A word-for-word retyping of the listing is the goal.

+++ Listed records +++

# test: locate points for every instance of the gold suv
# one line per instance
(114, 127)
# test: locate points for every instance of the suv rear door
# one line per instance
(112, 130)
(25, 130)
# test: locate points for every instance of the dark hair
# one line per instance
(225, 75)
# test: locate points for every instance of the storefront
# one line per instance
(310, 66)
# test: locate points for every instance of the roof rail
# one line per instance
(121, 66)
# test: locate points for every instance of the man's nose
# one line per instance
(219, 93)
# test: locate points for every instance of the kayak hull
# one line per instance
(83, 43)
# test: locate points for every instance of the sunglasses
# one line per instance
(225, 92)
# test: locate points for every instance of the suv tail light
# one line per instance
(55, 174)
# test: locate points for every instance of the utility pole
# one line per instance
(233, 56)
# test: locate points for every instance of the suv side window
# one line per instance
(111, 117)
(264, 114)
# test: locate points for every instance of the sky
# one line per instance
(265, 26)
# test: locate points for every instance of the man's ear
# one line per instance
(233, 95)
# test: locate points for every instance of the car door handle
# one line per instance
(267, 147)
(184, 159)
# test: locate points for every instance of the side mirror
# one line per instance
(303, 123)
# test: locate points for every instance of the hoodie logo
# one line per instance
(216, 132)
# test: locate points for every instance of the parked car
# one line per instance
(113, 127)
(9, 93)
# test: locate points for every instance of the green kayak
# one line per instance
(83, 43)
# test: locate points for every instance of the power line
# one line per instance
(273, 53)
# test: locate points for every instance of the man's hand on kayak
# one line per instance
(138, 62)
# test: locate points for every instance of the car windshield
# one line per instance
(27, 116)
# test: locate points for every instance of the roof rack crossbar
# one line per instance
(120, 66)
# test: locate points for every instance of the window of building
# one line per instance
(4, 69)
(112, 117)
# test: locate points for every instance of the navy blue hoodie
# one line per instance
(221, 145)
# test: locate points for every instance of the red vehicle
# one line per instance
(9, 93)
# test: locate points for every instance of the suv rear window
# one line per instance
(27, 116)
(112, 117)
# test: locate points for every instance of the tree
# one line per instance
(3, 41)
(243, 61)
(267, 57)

+++

## Output below
# test: locate points for every instance of the gold suv
# one line per instance
(114, 127)
# test: locate points for every instance of the suv rear door
# one line per instance
(112, 130)
(25, 130)
# test: locate points for every instance of the dark hair
# one line per instance
(225, 75)
# test: locate points for every instance of the storefront
# one line per instance
(310, 66)
# test: locate points for every instance of the roof rail
# one line per instance
(121, 66)
# test: locate points for every instance of the man's nose
# one line per instance
(219, 93)
# test: locate points for every instance of the kayak hull
# one line per instance
(83, 43)
# test: locate points for every instance of the sunglasses
# one line per instance
(225, 92)
# test: locate points for every instance of the suv tail light
# one line per instance
(55, 174)
# test: locate points for every instance of the utility pole
# one line per instance
(233, 56)
# test: locate points for every instance of the suv side window
# one line per instance
(111, 117)
(264, 114)
# test: locate points for every instance of the sky
# one line per instance
(265, 26)
# test: locate points for every instance of the man's ear
# one line per instance
(233, 95)
# test: locate points for every instance of the car door handle
# one line per instance
(267, 147)
(184, 159)
# test: locate points for every instance of the side mirror
# one line per instance
(303, 123)
# test: locate points for every instance of the hoodie logo
# one line per instance
(216, 132)
# test: locate points for every instance of the parked car
# one line per instance
(113, 127)
(9, 93)
# test: locate points for every instance of the green kayak
# one line per instance
(83, 43)
# test: locate points for every instance of the power line
# one line per instance
(273, 53)
# test: locate points for every instance of the man's hand on kayak
# one line per instance
(138, 62)
# test: locate points for every instance of the car windshield
# one line per instance
(27, 116)
# test: locate points for every instance of the roof rack crossbar
# one line per instance
(120, 66)
# test: locate points for every instance of the window of building
# one line per instance
(4, 69)
(112, 117)
# test: locate points for every instance of the navy blue hoodie
# one line per instance
(221, 145)
# test: locate points for every instance of the red vehicle
# one line per instance
(9, 93)
# test: locate points for every instance of the suv rear window
# one line per instance
(27, 116)
(112, 117)
# test: locate points for every instance of the tree
# one line per instance
(3, 41)
(243, 61)
(267, 57)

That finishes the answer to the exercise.